Authorities in the eastern Chinese city of Ningbo announced the suspension of a planned $US8.9 billion petrochemical plant expansion on Sunday, after three days of protests by thousands of residents concerned about the health and environmental implications.
The decision affects not only a proposed refinery facility owned by the state-owned energy giant, China Petrochemical Corporation (Sinopec), but also the production of the industrial chemical paraxylene, known by locals as “PX”.
Residents fear that the concentration of polluting facilities in the Ningbo Chemical Industrial Zone has led to rising rates of cancer and other diseases.
Farmers began the protests by blocking a road near the refinery and were joined by students and local residents last Saturday and Sunday. Online photos showed about 1,000 demonstrators gathered outside the gates of the municipal government and in others protestors were marching in the streets. Demonstrators carried signs that read “Save Zhenhai [the petrochemical plant site], Save Ningbo, Save China,” and “We want to live, we want to survive.”

◆ Required action: Update the Ningbo protest article, starting with "Residents fear that" and going on through "and other diseases.", so that "industrial plants" takes the place of "polluting facilities".

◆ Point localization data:
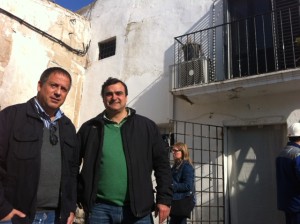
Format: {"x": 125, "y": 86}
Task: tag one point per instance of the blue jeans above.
{"x": 111, "y": 214}
{"x": 41, "y": 217}
{"x": 178, "y": 220}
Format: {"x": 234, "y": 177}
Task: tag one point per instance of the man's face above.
{"x": 114, "y": 98}
{"x": 52, "y": 94}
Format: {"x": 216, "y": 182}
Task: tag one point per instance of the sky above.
{"x": 73, "y": 5}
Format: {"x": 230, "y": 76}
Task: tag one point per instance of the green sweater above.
{"x": 113, "y": 183}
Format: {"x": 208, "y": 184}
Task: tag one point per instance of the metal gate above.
{"x": 206, "y": 150}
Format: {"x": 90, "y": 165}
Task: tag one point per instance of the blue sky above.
{"x": 73, "y": 5}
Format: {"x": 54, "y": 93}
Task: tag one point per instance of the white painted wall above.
{"x": 145, "y": 32}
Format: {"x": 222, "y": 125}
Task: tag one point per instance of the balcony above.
{"x": 240, "y": 56}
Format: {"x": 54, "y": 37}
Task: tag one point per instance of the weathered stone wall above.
{"x": 34, "y": 35}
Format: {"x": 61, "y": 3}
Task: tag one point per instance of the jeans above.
{"x": 44, "y": 217}
{"x": 111, "y": 214}
{"x": 41, "y": 217}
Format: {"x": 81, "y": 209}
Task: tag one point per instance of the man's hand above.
{"x": 12, "y": 214}
{"x": 71, "y": 218}
{"x": 163, "y": 212}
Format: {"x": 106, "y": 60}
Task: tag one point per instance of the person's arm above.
{"x": 6, "y": 209}
{"x": 162, "y": 211}
{"x": 187, "y": 180}
{"x": 297, "y": 166}
{"x": 162, "y": 173}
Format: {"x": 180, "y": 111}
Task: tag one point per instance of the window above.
{"x": 107, "y": 48}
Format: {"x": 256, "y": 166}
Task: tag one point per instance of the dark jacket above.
{"x": 21, "y": 135}
{"x": 183, "y": 180}
{"x": 144, "y": 152}
{"x": 288, "y": 178}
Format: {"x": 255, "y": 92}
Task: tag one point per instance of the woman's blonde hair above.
{"x": 185, "y": 151}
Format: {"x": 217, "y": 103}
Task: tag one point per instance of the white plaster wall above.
{"x": 276, "y": 108}
{"x": 25, "y": 52}
{"x": 145, "y": 32}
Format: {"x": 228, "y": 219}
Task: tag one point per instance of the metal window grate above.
{"x": 206, "y": 150}
{"x": 107, "y": 48}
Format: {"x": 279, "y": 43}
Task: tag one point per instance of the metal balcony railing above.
{"x": 252, "y": 46}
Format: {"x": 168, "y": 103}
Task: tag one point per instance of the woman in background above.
{"x": 183, "y": 179}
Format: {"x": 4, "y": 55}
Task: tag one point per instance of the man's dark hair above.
{"x": 45, "y": 75}
{"x": 294, "y": 139}
{"x": 112, "y": 81}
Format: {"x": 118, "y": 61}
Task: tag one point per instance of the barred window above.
{"x": 107, "y": 48}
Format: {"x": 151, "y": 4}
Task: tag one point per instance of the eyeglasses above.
{"x": 53, "y": 136}
{"x": 176, "y": 150}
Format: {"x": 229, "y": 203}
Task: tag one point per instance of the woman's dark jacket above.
{"x": 144, "y": 152}
{"x": 21, "y": 136}
{"x": 183, "y": 180}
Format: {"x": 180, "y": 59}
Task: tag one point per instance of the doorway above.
{"x": 251, "y": 173}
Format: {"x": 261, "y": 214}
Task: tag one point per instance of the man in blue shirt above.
{"x": 288, "y": 176}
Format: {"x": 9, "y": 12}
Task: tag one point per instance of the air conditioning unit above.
{"x": 193, "y": 72}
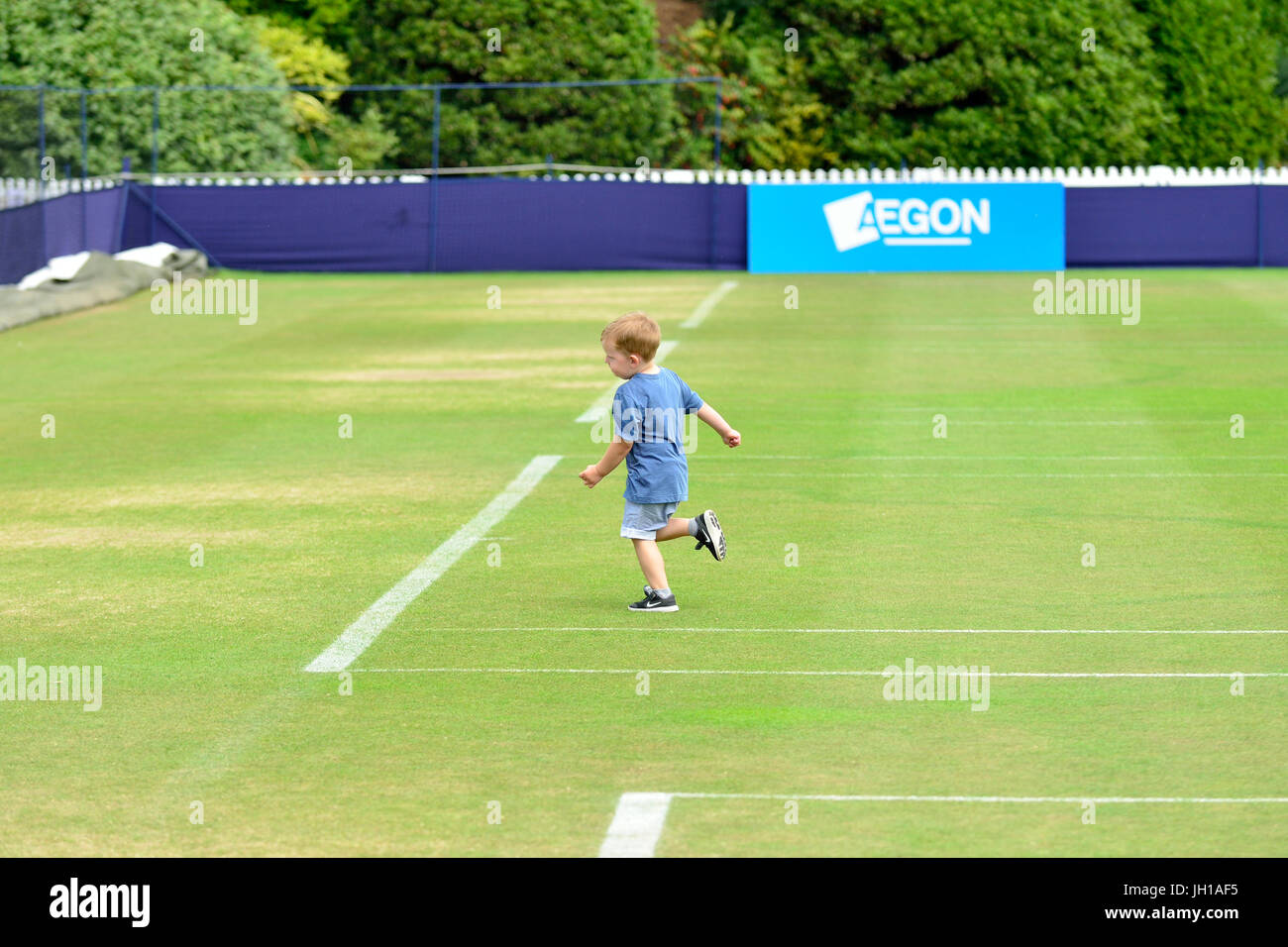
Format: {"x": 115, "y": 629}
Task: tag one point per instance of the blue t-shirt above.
{"x": 648, "y": 410}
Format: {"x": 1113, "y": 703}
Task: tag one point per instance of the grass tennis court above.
{"x": 513, "y": 680}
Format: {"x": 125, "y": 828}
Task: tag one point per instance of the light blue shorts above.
{"x": 640, "y": 521}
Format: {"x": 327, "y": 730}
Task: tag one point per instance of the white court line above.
{"x": 671, "y": 629}
{"x": 604, "y": 401}
{"x": 640, "y": 817}
{"x": 360, "y": 635}
{"x": 709, "y": 303}
{"x": 1225, "y": 676}
{"x": 1205, "y": 800}
{"x": 636, "y": 825}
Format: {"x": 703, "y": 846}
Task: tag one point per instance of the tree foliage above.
{"x": 424, "y": 42}
{"x": 127, "y": 43}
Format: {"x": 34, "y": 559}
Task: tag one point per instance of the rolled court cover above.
{"x": 101, "y": 279}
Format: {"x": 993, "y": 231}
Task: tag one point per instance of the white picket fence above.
{"x": 18, "y": 191}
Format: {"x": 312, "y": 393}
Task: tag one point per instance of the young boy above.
{"x": 648, "y": 427}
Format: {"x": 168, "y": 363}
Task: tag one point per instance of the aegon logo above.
{"x": 859, "y": 219}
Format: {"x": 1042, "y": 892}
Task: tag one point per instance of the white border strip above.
{"x": 671, "y": 629}
{"x": 809, "y": 474}
{"x": 1205, "y": 800}
{"x": 1225, "y": 676}
{"x": 640, "y": 817}
{"x": 604, "y": 401}
{"x": 636, "y": 825}
{"x": 360, "y": 635}
{"x": 709, "y": 303}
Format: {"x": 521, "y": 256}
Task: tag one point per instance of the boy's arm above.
{"x": 614, "y": 455}
{"x": 721, "y": 427}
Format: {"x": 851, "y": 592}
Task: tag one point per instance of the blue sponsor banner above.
{"x": 841, "y": 228}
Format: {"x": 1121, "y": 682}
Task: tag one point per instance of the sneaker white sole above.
{"x": 715, "y": 534}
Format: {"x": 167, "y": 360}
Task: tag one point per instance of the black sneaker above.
{"x": 709, "y": 535}
{"x": 652, "y": 602}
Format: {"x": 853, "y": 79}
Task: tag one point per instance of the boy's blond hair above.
{"x": 635, "y": 334}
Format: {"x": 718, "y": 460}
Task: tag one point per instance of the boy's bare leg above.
{"x": 675, "y": 528}
{"x": 651, "y": 561}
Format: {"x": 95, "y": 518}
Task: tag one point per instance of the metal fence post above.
{"x": 44, "y": 232}
{"x": 84, "y": 174}
{"x": 433, "y": 191}
{"x": 715, "y": 187}
{"x": 156, "y": 125}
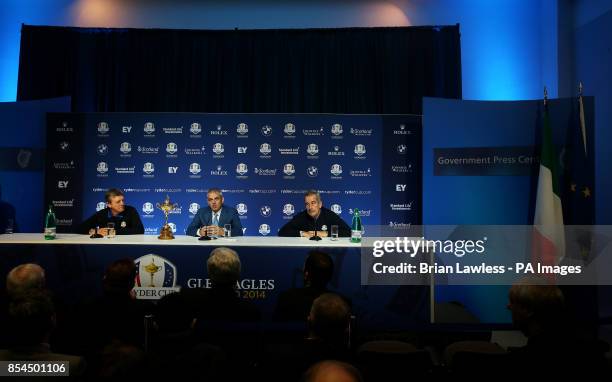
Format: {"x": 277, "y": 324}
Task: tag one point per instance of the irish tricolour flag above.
{"x": 548, "y": 246}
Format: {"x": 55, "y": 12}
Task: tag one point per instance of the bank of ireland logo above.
{"x": 336, "y": 129}
{"x": 265, "y": 149}
{"x": 195, "y": 168}
{"x": 193, "y": 208}
{"x": 103, "y": 128}
{"x": 149, "y": 128}
{"x": 242, "y": 209}
{"x": 289, "y": 169}
{"x": 288, "y": 209}
{"x": 218, "y": 148}
{"x": 242, "y": 169}
{"x": 266, "y": 130}
{"x": 336, "y": 209}
{"x": 264, "y": 229}
{"x": 153, "y": 271}
{"x": 312, "y": 171}
{"x": 125, "y": 148}
{"x": 102, "y": 168}
{"x": 195, "y": 128}
{"x": 336, "y": 169}
{"x": 313, "y": 149}
{"x": 242, "y": 129}
{"x": 171, "y": 148}
{"x": 360, "y": 149}
{"x": 148, "y": 168}
{"x": 102, "y": 149}
{"x": 289, "y": 129}
{"x": 147, "y": 208}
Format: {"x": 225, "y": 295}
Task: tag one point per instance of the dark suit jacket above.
{"x": 42, "y": 352}
{"x": 203, "y": 217}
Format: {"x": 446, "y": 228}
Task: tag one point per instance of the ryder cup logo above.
{"x": 288, "y": 209}
{"x": 193, "y": 208}
{"x": 242, "y": 129}
{"x": 147, "y": 208}
{"x": 149, "y": 128}
{"x": 195, "y": 168}
{"x": 289, "y": 169}
{"x": 359, "y": 149}
{"x": 336, "y": 169}
{"x": 171, "y": 148}
{"x": 264, "y": 229}
{"x": 155, "y": 277}
{"x": 242, "y": 209}
{"x": 195, "y": 128}
{"x": 242, "y": 169}
{"x": 312, "y": 171}
{"x": 289, "y": 129}
{"x": 125, "y": 148}
{"x": 148, "y": 168}
{"x": 266, "y": 130}
{"x": 313, "y": 149}
{"x": 218, "y": 148}
{"x": 265, "y": 149}
{"x": 103, "y": 128}
{"x": 336, "y": 129}
{"x": 102, "y": 168}
{"x": 102, "y": 149}
{"x": 336, "y": 209}
{"x": 265, "y": 211}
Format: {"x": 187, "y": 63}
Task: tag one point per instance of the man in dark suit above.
{"x": 126, "y": 218}
{"x": 211, "y": 220}
{"x": 32, "y": 318}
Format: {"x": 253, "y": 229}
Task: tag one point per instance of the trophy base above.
{"x": 166, "y": 233}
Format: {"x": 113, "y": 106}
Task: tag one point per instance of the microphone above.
{"x": 316, "y": 237}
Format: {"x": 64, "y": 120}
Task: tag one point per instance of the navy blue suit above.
{"x": 203, "y": 217}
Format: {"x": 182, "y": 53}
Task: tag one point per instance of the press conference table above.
{"x": 241, "y": 241}
{"x": 75, "y": 265}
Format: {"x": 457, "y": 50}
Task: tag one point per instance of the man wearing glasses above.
{"x": 212, "y": 220}
{"x": 314, "y": 220}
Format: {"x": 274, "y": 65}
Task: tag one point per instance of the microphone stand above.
{"x": 316, "y": 237}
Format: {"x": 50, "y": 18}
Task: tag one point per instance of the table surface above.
{"x": 246, "y": 241}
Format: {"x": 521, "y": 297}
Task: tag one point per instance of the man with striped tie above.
{"x": 211, "y": 220}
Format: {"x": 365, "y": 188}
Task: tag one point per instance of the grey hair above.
{"x": 223, "y": 266}
{"x": 315, "y": 193}
{"x": 25, "y": 277}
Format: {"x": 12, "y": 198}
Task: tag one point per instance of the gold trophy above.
{"x": 166, "y": 207}
{"x": 151, "y": 269}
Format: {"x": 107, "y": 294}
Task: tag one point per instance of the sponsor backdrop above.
{"x": 262, "y": 162}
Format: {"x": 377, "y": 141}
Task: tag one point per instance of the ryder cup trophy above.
{"x": 166, "y": 207}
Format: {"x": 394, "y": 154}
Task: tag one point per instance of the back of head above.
{"x": 23, "y": 278}
{"x": 534, "y": 300}
{"x": 32, "y": 317}
{"x": 223, "y": 267}
{"x": 173, "y": 313}
{"x": 332, "y": 371}
{"x": 119, "y": 277}
{"x": 318, "y": 269}
{"x": 329, "y": 317}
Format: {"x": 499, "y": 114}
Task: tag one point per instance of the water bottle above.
{"x": 356, "y": 227}
{"x": 50, "y": 224}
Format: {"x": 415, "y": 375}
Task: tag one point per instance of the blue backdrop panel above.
{"x": 262, "y": 162}
{"x": 487, "y": 198}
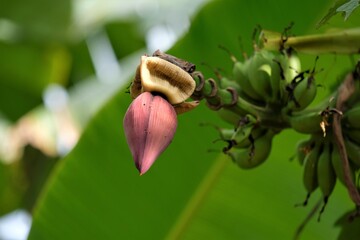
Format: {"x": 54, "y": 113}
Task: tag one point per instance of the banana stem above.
{"x": 340, "y": 42}
{"x": 345, "y": 91}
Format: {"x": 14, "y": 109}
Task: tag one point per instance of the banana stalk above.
{"x": 339, "y": 42}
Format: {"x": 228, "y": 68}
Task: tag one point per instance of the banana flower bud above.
{"x": 150, "y": 124}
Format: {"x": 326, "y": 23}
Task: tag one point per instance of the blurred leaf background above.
{"x": 64, "y": 69}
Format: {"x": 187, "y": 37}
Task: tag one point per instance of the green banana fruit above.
{"x": 310, "y": 179}
{"x": 251, "y": 157}
{"x": 353, "y": 152}
{"x": 290, "y": 66}
{"x": 303, "y": 93}
{"x": 338, "y": 166}
{"x": 326, "y": 175}
{"x": 303, "y": 147}
{"x": 353, "y": 134}
{"x": 240, "y": 72}
{"x": 277, "y": 93}
{"x": 228, "y": 83}
{"x": 352, "y": 117}
{"x": 325, "y": 172}
{"x": 306, "y": 121}
{"x": 256, "y": 132}
{"x": 228, "y": 116}
{"x": 259, "y": 72}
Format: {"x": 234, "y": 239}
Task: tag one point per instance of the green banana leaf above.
{"x": 190, "y": 193}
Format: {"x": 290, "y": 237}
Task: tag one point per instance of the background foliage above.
{"x": 95, "y": 192}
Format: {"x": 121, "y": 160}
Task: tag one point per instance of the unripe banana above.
{"x": 290, "y": 67}
{"x": 251, "y": 157}
{"x": 353, "y": 134}
{"x": 240, "y": 72}
{"x": 225, "y": 83}
{"x": 228, "y": 116}
{"x": 338, "y": 166}
{"x": 293, "y": 66}
{"x": 352, "y": 117}
{"x": 256, "y": 132}
{"x": 277, "y": 93}
{"x": 240, "y": 138}
{"x": 306, "y": 121}
{"x": 325, "y": 172}
{"x": 303, "y": 94}
{"x": 303, "y": 147}
{"x": 353, "y": 152}
{"x": 259, "y": 72}
{"x": 225, "y": 133}
{"x": 310, "y": 178}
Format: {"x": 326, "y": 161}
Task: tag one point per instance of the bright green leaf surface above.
{"x": 96, "y": 192}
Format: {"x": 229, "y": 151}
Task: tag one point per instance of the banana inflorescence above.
{"x": 269, "y": 92}
{"x": 266, "y": 93}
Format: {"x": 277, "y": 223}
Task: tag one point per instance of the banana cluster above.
{"x": 249, "y": 145}
{"x": 322, "y": 164}
{"x": 264, "y": 77}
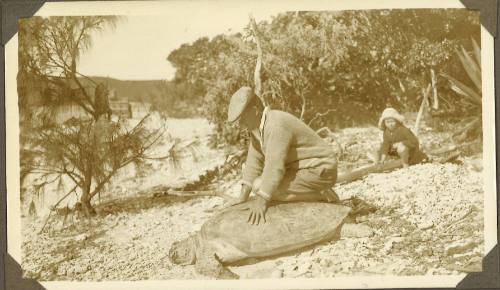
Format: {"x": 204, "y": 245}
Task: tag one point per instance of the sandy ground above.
{"x": 430, "y": 221}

◆ Your response:
Residents fear that the concentration of industrial plants in the Ningbo Chemical Industrial Zone has led to rising rates of cancer and other diseases.